Document extract |
The overhaul of Michigan’s decades-old auto insurance law is set to take effect on Wednesday, July 1 in an effort to lower the state’s highest-in-the-nation insurance rates.
But not everyone is excited for the change.
Critics of the new law are voicing fears that the prospect of saving some money could leave many Michigan drivers vulnerable and without coverage in the event of a catastrophic crash.
“People don’t get to choose their accident. You don’t know ahead of time how much coverage you really need depending on what might happen to you or a member of your family,” said Laura Appel, senior vice president of the Michigan Health and Hospital Association.
The MHHA has launched the “Big Changes Ahead” campaign. Part of that initiative is a website designed to inform people about the state’s auto reform law that takes effect this week.
“We really wanted people to understand what the changes are to the law and what’s available to you, and to encourage people to think hard about what they could afford and think in the context of what they might need,” Appel said.
The options include the following:
Keep unlimited personal injury protection
Carry up to $500,000 in coverage
Set a $250,000 limit
Have $250,000 in coverage with some or all persons excluded from PIP
Choosing $50,000 if you’re enrolled in Medicaid and meet other requirements
Or opt out of PIP all together
Appel wants motorists to know just because the auto reform law will take effect soon, that doesn’t mean you need to make a decision on the amount of personal injury protection you carry right away.
“Your opportunity to change your coverage could be exercised now or you can wait until your insurance renews at its next renewal,” Appel said.

Data extract |

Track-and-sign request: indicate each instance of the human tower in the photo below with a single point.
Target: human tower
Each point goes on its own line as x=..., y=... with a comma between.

Task goal | Can you write out everything in the Michigan auto insurance article from "The overhaul of" down to "for the change." with no changes? The data is separate material, unrelated to the article on Michigan's auto insurance law.

Written reply |
The overhaul of Michigan’s decades-old auto insurance law is set to take effect on Wednesday, July 1 in an effort to lower the state’s highest-in-the-nation insurance rates.
But not everyone is excited for the change.